--- Supplied material ---
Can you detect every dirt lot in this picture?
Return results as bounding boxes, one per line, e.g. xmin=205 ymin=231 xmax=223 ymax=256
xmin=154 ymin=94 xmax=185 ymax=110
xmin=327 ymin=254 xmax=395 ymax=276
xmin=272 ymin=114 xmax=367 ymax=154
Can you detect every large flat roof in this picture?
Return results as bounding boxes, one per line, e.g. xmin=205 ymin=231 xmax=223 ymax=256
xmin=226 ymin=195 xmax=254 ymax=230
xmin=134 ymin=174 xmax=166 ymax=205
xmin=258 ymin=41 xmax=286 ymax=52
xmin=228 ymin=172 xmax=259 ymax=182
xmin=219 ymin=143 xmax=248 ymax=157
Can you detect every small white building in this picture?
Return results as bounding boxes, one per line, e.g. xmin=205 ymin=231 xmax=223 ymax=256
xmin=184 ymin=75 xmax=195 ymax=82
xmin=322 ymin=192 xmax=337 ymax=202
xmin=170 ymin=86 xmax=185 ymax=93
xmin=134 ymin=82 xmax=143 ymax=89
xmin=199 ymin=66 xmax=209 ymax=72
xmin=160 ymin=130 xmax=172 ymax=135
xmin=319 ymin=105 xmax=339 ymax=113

--- What you should do ---
Every record shown above should be given back exactly.

--- Task output ---
Can you detect every dirt lot in this picture?
Return results as bounding boxes, one per line, e.g. xmin=205 ymin=231 xmax=223 ymax=256
xmin=154 ymin=94 xmax=185 ymax=110
xmin=327 ymin=254 xmax=395 ymax=276
xmin=272 ymin=114 xmax=367 ymax=154
Can you detect every large flat roof in this picture?
Return results as bounding boxes, one per line, e.g. xmin=205 ymin=231 xmax=223 ymax=256
xmin=226 ymin=195 xmax=254 ymax=230
xmin=134 ymin=174 xmax=166 ymax=205
xmin=258 ymin=41 xmax=286 ymax=52
xmin=228 ymin=172 xmax=259 ymax=182
xmin=219 ymin=143 xmax=248 ymax=157
Can you detect every small white building in this picture?
Return results as bounding boxes, one per line, e.g. xmin=205 ymin=231 xmax=223 ymax=256
xmin=184 ymin=75 xmax=195 ymax=82
xmin=322 ymin=192 xmax=337 ymax=202
xmin=170 ymin=86 xmax=185 ymax=93
xmin=134 ymin=82 xmax=143 ymax=89
xmin=199 ymin=66 xmax=209 ymax=72
xmin=160 ymin=130 xmax=172 ymax=135
xmin=319 ymin=105 xmax=339 ymax=113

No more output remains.